Deus odeia linhas retas. Pelo menos essa é a minha percepção quando lanço o olhar sobre o pouco que conheço do mundo. Não encontro no reino animal, vegetal ou mineral nenhum design que opte pelo menor caminho entre dois pontos. Toda a criação é sinuosa. Algumas vezes elegante, como o horizonte; outras vezes abruptas, como as montanhas. Nunca a tediosa escolha pelo caminho fácil.
A reta é uma obsessão humana. Um percurso curto e plano deposto de qualquer forma de vida — exceto o homem. O único capaz de abraçar de livre vontade essa artificialidade. Afinal, nós criamos as plantas de plástico. Talvez esse seja mesmo o nosso habitat natural. O Éden da nossa civilização, onde nos sentimos confortáveis e seguros. O nosso lar, doce lar.

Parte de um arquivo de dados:
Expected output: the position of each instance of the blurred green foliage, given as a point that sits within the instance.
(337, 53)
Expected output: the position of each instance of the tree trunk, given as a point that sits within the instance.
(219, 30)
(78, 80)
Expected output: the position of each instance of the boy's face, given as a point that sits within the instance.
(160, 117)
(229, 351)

Enunciado da tarefa: No texto sobre as linhas retas, quem é apontado como o único capaz de abraçar de livre vontade a artificialidade da reta?

Resolução do exercício: O homem.